Excerpt:
Ch12Notes.py

# Chapter 12


### 12.1 Hypertext Transfer Protocol - HTTP
import socket  #socket has a library

## sockets is a connection that exists for 2 places to communicate and then goes away

### 12.2 The world’s simplest web browser

import socket
mysock = socket.socket(socket.AF_INET, socket.SOCK_STREAM)
mysock.connect(('data.pr4e.org', 80)) ## 80 is the port. These 3 lines of code prep the connection, no actual data has been sent

cmd = 'GET http://data.pr4e.org/romeo.txt HTTP/1.0\r\n\r\n'.encode() ## prepare for sending (encoding) This is in bytes
mysock.send(cmd) ## send it

while True:
    data = mysock.recv(512)  ## recieve 512 peices of data at a time
    if len(data) < 1:  ## when recieving 0 bits of data, stop
        break
    print(data.decode(),end='')  ##decode and print data recieved. When decoding, you are making sure that it is the same "counting system" as you are using. decode goes from bytes to unitcode
mysock.close() ### DO THIS!!!!! sockets take up a good amount of resources. both here and the place we are getting the data from

# one major protocol is that you need to send and recieve data as bytes
# reminder of what a byte is:
    # bytes are how a computer can store data, you have to encode and then decode them
    # If you want to store music, you must first encode it using MP3, WAV, etc.
    # If you want to store a picture, you must first encode it using PNG, JPEG, etc.
    # If you want to store text, you must first encode it using ASCII, UTF-8, etc.
#BUT when you run code, you are are using unicode
## 1) start on my laptop as unicode 2)encode() and send as a byte 3) send() via a socket with the network 4) recv() from the socket (still a btype) 5) decode() and go from byte to string

### 12.3 Retrieveing an image over HTTP

import socket
import time

HOST = 'data.pr4e.org'
PORT = 80
mysock = socket.socket(socket.AF_INET, socket.SOCK_STREAM)

Tasks to perform:
(a) List every storage format that the Chapter 12 notes name for encoding music, pictures, or text.
(b) Condense the comment block in the Chapter 12 notes that begins "one major protocol is that you need to send and recieve data as bytes" into a short bulleted list that keeps its main facts.
(c) Please reproduce the portion of the Chapter 12 notes between "# one major" and "PNG, JPEG, etc.", inclusive.

Items from a dataset:
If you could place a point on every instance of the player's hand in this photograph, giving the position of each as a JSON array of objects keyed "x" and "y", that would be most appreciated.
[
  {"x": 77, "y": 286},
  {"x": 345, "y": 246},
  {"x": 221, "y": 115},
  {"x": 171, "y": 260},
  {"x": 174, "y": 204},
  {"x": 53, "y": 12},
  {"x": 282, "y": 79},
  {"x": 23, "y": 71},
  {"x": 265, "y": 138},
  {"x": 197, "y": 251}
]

Task answers:
(a) MP3, WAV, PNG, JPEG, ASCII, UTF-8

(b)
- Data must be sent and received as bytes.
- Bytes are how a computer stores data. They must be encoded and then decoded.
- Music is encoded with formats such as MP3 or WAV, pictures with PNG or JPEG, and text with ASCII or UTF-8.
- Running code uses Unicode.
- The sequence:
  1. Start on the laptop as Unicode.
  2. encode() and send as bytes.
  3. send() through a socket over the network.
  4. recv() from the socket, still as bytes.
  5. decode() from bytes to a string.

(c)
# one major protocol is that you need to send and recieve data as bytes
# reminder of what a byte is:
    # bytes are how a computer can store data, you have to encode and then decode them
    # If you want to store music, you must first encode it using MP3, WAV, etc.
    # If you want to store a picture, you must first encode it using PNG, JPEG, etc.